_WHAT IS BEING ASKED_:
Locate each line in the items below that contains the string "branch", and reproduce every such line in full.

Stored data
⁂

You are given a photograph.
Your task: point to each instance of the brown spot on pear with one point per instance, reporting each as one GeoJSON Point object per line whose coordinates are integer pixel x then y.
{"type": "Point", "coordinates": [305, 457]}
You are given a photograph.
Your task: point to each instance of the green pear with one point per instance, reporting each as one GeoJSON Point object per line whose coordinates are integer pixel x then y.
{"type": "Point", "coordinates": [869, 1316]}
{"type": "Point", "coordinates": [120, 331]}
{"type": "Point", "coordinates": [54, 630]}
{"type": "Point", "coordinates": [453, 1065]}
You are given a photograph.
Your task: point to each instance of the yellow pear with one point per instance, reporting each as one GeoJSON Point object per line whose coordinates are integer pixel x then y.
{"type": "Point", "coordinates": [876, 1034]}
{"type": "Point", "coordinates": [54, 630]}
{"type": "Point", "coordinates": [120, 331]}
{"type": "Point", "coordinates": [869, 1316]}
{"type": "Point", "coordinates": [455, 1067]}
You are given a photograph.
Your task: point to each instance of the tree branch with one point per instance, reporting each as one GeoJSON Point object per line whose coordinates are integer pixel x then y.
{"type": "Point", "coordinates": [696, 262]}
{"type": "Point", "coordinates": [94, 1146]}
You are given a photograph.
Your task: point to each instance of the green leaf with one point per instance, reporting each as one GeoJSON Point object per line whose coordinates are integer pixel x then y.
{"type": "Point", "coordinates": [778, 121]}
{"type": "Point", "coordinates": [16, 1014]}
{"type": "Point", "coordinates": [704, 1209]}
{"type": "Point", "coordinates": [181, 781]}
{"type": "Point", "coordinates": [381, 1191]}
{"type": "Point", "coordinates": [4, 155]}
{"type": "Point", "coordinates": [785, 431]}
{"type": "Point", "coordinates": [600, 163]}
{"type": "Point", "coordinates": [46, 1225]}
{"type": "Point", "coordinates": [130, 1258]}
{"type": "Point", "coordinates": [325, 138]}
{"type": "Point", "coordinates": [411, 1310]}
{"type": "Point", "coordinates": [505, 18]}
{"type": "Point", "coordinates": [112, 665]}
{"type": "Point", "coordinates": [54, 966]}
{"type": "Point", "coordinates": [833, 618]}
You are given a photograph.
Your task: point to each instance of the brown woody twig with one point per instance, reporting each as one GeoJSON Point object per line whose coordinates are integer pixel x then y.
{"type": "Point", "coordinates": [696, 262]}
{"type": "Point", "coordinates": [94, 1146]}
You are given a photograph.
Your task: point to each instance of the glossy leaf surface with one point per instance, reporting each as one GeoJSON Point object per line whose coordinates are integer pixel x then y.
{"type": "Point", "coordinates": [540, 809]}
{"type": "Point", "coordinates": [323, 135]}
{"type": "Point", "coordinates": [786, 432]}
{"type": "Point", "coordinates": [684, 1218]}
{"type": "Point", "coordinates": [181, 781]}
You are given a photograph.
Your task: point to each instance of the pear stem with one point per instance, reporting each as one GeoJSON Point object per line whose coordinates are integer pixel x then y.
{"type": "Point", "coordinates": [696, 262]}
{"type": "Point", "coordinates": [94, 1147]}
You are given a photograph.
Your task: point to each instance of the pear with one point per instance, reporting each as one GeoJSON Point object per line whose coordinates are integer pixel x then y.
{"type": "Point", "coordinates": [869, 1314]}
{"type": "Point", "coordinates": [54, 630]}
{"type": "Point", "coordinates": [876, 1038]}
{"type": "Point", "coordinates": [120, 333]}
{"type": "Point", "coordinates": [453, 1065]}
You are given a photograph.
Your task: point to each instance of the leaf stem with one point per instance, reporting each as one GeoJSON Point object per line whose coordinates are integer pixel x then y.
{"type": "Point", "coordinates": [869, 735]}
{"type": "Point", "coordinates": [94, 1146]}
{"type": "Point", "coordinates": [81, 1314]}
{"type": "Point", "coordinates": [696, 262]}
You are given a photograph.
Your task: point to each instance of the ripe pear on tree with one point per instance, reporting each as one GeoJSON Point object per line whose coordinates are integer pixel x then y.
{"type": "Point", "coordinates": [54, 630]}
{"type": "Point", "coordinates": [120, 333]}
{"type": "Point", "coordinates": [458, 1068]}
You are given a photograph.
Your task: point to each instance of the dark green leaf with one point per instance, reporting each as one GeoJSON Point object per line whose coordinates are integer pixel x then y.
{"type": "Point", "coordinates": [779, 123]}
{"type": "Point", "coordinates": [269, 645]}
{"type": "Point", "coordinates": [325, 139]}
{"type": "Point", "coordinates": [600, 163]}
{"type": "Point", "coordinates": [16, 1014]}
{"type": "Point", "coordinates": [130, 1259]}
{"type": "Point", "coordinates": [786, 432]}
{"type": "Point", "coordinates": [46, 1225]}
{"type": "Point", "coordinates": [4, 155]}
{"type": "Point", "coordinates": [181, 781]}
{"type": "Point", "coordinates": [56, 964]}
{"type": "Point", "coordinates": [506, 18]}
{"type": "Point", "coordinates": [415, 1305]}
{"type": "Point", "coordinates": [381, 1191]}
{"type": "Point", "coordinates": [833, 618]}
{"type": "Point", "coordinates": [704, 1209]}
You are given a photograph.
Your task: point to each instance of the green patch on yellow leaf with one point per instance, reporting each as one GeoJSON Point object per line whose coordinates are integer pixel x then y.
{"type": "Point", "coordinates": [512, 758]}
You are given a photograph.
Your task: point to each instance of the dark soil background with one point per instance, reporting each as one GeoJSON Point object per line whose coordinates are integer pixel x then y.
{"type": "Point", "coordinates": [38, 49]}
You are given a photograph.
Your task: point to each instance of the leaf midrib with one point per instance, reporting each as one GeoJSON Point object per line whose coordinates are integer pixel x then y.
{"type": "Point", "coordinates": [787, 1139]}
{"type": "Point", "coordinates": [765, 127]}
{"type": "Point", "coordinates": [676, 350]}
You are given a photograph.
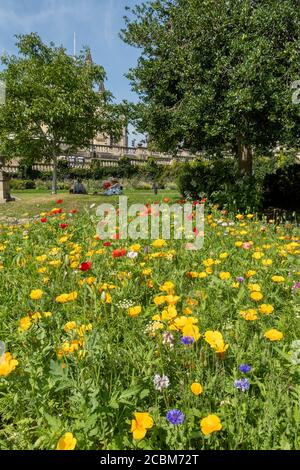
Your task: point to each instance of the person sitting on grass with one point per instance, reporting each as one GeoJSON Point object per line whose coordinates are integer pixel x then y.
{"type": "Point", "coordinates": [79, 188]}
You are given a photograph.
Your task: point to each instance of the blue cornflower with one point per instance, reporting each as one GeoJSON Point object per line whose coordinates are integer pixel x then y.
{"type": "Point", "coordinates": [242, 384]}
{"type": "Point", "coordinates": [187, 340]}
{"type": "Point", "coordinates": [175, 417]}
{"type": "Point", "coordinates": [245, 368]}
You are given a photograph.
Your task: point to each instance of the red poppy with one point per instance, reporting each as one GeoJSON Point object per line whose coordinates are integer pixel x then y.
{"type": "Point", "coordinates": [118, 253]}
{"type": "Point", "coordinates": [86, 266]}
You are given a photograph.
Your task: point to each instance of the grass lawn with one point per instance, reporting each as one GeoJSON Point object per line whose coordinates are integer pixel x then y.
{"type": "Point", "coordinates": [32, 202]}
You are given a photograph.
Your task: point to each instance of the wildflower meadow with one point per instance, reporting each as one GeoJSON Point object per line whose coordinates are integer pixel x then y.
{"type": "Point", "coordinates": [143, 344]}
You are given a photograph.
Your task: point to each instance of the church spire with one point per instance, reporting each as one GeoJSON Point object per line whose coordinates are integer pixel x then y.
{"type": "Point", "coordinates": [88, 57]}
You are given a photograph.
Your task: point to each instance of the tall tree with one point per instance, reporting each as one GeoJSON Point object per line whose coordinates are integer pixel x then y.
{"type": "Point", "coordinates": [53, 104]}
{"type": "Point", "coordinates": [216, 74]}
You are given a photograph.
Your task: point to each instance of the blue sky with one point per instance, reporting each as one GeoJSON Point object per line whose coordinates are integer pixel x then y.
{"type": "Point", "coordinates": [96, 23]}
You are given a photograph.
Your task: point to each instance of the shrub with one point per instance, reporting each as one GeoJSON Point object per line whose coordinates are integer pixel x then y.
{"type": "Point", "coordinates": [22, 184]}
{"type": "Point", "coordinates": [282, 188]}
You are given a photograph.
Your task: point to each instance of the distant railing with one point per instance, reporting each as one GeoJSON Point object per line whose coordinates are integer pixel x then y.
{"type": "Point", "coordinates": [108, 156]}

⁂

_EXERCISE ANSWER_:
Your task: point to each instance of the tree branch with one point per instance, reporting each as one GeoJSON Point object per line whose coordinates are integer pixel x then y.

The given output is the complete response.